# [WRITTEN PROBLEM]
Repeat, word for word, everything in the material below from the line containing "Reviewer note: make sure every instance of the sunglasses" down to the end of the material.

# [PROVIDED INFORMATION]
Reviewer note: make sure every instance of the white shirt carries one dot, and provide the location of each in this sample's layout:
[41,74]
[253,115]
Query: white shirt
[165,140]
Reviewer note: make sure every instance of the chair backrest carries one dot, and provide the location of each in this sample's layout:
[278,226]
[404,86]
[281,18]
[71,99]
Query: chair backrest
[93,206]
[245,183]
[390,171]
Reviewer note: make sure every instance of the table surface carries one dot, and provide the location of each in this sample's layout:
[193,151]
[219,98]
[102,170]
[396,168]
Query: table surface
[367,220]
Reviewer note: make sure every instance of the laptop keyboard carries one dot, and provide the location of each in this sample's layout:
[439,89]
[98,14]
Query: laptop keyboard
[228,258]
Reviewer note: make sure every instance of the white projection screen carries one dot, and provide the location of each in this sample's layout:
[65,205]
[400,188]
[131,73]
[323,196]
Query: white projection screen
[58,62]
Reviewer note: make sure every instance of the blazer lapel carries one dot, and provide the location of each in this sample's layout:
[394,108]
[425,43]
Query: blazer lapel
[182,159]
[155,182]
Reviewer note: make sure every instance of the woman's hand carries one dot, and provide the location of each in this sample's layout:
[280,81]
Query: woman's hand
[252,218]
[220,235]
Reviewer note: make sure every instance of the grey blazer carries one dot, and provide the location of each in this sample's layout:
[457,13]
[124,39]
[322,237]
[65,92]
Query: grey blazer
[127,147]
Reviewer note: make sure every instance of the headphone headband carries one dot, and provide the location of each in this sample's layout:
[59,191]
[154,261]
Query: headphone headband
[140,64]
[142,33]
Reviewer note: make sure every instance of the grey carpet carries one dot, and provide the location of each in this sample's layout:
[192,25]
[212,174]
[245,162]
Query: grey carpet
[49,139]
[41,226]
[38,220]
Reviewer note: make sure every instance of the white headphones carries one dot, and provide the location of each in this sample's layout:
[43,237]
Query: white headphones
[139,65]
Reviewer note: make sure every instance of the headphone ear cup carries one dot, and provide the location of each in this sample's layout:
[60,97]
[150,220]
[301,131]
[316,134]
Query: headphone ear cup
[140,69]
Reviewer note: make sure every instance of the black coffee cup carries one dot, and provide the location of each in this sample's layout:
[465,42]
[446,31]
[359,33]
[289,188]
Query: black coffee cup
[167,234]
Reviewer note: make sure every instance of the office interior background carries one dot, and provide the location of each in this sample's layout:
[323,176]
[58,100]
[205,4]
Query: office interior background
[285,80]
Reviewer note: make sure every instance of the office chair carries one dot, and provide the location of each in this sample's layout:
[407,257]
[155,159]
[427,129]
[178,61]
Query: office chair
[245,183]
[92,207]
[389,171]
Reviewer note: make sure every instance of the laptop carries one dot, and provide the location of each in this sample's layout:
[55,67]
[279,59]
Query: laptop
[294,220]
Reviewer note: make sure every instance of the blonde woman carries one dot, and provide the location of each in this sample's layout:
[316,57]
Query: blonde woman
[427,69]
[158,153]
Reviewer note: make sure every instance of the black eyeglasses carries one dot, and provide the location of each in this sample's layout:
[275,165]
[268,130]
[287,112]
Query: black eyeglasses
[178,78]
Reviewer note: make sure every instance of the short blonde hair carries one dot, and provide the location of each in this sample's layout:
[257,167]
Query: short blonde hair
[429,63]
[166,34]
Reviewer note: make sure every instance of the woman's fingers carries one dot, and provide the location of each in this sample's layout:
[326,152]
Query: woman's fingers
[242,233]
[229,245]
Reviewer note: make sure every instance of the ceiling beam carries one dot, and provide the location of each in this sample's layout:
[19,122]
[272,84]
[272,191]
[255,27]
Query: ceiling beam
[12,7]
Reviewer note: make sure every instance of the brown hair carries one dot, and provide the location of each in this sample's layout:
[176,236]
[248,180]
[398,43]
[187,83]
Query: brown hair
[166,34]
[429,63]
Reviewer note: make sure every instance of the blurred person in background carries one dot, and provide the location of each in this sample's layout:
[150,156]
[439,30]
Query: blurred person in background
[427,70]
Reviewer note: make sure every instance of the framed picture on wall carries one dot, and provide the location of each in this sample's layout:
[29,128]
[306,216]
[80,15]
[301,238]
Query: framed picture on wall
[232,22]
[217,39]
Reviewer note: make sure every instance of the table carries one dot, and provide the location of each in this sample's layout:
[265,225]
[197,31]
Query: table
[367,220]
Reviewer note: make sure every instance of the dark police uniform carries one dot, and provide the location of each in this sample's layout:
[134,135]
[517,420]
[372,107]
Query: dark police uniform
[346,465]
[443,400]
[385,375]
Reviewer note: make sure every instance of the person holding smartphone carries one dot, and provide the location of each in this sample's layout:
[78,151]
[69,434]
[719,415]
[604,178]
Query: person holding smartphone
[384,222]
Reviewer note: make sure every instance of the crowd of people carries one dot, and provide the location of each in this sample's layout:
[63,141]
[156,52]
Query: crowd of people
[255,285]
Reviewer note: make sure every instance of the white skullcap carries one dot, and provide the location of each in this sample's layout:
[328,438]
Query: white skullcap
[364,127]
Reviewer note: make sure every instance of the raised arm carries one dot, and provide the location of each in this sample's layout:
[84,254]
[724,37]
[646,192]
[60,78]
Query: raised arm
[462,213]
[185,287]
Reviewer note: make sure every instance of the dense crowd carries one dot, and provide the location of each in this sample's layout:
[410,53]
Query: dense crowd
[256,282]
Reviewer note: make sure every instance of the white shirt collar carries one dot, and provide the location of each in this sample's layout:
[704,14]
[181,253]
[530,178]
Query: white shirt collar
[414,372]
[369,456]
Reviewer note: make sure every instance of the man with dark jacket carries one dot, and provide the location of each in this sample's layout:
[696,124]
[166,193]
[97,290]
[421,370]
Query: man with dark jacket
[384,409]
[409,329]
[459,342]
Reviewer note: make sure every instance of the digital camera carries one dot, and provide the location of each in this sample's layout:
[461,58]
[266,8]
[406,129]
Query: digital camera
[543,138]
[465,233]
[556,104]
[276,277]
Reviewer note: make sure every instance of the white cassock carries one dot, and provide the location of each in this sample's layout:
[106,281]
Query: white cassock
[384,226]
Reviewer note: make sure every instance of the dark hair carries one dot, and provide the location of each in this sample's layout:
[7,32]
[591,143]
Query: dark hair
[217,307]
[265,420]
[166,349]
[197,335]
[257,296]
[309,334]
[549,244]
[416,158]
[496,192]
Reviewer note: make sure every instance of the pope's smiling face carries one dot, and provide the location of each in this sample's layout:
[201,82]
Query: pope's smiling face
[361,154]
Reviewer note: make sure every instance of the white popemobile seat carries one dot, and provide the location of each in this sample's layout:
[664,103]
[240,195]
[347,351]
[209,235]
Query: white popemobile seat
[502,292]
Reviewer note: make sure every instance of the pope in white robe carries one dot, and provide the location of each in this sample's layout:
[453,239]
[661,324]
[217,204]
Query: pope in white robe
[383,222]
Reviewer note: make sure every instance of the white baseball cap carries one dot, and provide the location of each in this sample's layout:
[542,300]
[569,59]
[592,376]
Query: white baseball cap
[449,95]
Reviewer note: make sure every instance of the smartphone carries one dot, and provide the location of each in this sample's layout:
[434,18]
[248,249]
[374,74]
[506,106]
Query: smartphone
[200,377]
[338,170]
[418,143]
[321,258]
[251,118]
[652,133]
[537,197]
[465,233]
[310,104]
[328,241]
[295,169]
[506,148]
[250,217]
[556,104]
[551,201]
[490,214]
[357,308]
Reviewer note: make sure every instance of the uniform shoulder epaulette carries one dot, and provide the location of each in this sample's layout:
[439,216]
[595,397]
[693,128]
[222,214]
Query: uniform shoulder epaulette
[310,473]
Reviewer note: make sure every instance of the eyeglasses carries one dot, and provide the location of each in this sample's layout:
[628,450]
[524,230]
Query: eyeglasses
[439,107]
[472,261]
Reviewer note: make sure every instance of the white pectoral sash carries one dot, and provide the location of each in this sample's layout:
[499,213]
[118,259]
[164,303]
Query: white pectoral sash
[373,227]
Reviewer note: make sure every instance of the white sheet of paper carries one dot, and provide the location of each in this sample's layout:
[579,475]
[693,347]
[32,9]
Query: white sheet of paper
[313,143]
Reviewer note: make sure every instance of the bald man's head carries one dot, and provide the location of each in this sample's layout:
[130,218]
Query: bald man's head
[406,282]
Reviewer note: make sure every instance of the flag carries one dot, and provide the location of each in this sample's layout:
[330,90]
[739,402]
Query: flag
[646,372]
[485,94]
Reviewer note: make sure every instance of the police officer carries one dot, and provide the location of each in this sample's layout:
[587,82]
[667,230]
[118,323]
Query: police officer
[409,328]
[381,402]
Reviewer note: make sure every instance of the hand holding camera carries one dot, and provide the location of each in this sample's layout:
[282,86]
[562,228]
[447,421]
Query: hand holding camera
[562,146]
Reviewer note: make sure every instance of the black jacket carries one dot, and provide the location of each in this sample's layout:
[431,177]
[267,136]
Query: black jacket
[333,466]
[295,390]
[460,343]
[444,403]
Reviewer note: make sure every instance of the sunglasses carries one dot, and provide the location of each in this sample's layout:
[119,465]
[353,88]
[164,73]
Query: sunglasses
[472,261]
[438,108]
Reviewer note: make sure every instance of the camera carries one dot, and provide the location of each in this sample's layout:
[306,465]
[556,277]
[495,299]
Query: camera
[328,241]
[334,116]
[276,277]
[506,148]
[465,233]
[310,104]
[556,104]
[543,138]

# [RESPONSE TO THE EXERCISE]
Reviewer note: make sure every instance of the sunglasses carries one dot, and provide the location of each in this sample's layout:
[119,465]
[353,88]
[164,73]
Query: sunglasses
[472,261]
[438,108]
Reviewer note: make sure every instance of the camera carries one dot, and provide the location of each in this sample's layout:
[306,465]
[556,277]
[495,299]
Query: camera
[328,241]
[334,116]
[276,277]
[506,148]
[465,233]
[310,104]
[556,104]
[543,138]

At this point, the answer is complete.